**Raw records:**
%%

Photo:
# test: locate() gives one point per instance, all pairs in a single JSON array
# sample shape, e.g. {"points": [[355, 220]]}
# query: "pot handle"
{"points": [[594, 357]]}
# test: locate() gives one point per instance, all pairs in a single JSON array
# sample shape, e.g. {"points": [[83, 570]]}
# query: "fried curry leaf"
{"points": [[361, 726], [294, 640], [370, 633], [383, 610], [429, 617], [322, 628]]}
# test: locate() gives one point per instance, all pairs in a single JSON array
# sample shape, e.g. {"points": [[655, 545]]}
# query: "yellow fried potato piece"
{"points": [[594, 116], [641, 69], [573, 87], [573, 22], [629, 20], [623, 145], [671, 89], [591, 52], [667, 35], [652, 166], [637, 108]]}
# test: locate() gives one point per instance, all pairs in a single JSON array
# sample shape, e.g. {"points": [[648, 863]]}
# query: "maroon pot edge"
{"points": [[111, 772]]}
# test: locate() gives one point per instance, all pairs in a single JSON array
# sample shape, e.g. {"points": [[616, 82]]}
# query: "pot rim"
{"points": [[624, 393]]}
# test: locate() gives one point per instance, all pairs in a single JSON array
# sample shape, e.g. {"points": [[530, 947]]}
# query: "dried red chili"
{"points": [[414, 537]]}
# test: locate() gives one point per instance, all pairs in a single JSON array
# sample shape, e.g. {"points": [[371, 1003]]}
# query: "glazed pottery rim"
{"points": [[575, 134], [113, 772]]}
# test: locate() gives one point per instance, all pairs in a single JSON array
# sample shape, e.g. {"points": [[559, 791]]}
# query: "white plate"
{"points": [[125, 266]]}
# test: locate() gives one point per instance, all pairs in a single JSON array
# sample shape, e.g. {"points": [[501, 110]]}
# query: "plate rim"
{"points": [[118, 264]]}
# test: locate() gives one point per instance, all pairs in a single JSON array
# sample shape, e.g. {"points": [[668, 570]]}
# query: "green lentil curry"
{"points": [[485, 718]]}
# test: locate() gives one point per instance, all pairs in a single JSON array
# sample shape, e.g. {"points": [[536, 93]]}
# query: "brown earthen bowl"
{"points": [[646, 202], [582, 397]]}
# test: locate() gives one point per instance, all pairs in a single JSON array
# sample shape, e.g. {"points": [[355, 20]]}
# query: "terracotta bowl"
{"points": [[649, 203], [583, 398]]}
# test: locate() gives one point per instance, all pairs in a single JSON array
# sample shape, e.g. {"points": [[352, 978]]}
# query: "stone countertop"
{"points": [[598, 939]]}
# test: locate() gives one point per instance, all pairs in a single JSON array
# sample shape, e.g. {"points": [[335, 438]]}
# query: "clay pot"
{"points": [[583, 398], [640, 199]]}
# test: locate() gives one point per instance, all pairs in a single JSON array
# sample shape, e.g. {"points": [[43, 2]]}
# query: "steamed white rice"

%%

**Problem:** Please return the data above exactly as given.

**Task result:**
Photo:
# test: locate() gives one point per instance, all pairs in a single JSON array
# sample shape, e.g. {"points": [[355, 220]]}
# query: "pot handle"
{"points": [[594, 357]]}
# test: locate() gives one point per instance, all pairs in a single JSON array
# sample shape, e.g. {"points": [[83, 570]]}
# query: "fried curry leaf"
{"points": [[361, 726], [294, 640], [370, 633], [383, 610], [429, 617], [322, 628]]}
# test: locate() gives one point per instance, all pairs in a single JSON array
# sample shape, e.g. {"points": [[655, 545]]}
# query: "yellow fried potato piece"
{"points": [[594, 116], [641, 69], [573, 87], [573, 22], [629, 20], [623, 145], [671, 89], [591, 52], [667, 35], [652, 166], [637, 108]]}
# test: locate() gives one point per instance, all pairs in a single JSON array
# sample shape, e.g. {"points": [[648, 863]]}
# query: "maroon pot edge"
{"points": [[111, 772]]}
# test: locate() gives one point per instance, all pairs in a single JSON array
# sample shape, e.g. {"points": [[616, 82]]}
# query: "pot rim"
{"points": [[624, 393]]}
# test: locate() gives one point per instance, all pairs in a single JSON array
# sample shape, e.g. {"points": [[530, 947]]}
# query: "dried red chili"
{"points": [[414, 537]]}
# test: locate() gives one point per instance, all pairs in a single JSON array
# sample shape, e.g. {"points": [[371, 1003]]}
# query: "glazed pottery rim"
{"points": [[575, 134], [113, 772]]}
# test: locate() gives one point per instance, all pairs in a single JSON array
# sample shape, e.g. {"points": [[559, 791]]}
# query: "white plate"
{"points": [[125, 266]]}
# test: locate() gives one point per instance, all pairs in a single JSON array
# sample shape, e.g. {"points": [[501, 110]]}
# query: "plate rim"
{"points": [[118, 264]]}
# test: locate() gives one point per instance, all pairs in a single JSON array
# sample shape, e.g. {"points": [[668, 570]]}
# query: "green lentil curry"
{"points": [[485, 718]]}
# test: locate() gives one point per instance, all pairs in a single JSON array
# sample shape, e.g. {"points": [[536, 93]]}
# query: "brown earthen bowl"
{"points": [[646, 202], [582, 397]]}
# test: locate() gives one point per instance, all pairs in a single JSON array
# sample shape, e.g. {"points": [[355, 20]]}
# query: "terracotta bowl"
{"points": [[649, 203], [583, 398]]}
# test: locate() gives one point per instance, all pairs in a single JSON array
# sample shape, e.g. {"points": [[352, 978]]}
# query: "stone countertop"
{"points": [[598, 939]]}
# test: locate() gives one point per instance, all pairs in a single JSON array
# sample shape, e.g. {"points": [[335, 438]]}
# query: "clay pot"
{"points": [[583, 398], [640, 199]]}
# test: locate() gives one point per instance, all pairs in a single JSON array
# sample shape, e.g. {"points": [[43, 2]]}
# query: "steamed white rice"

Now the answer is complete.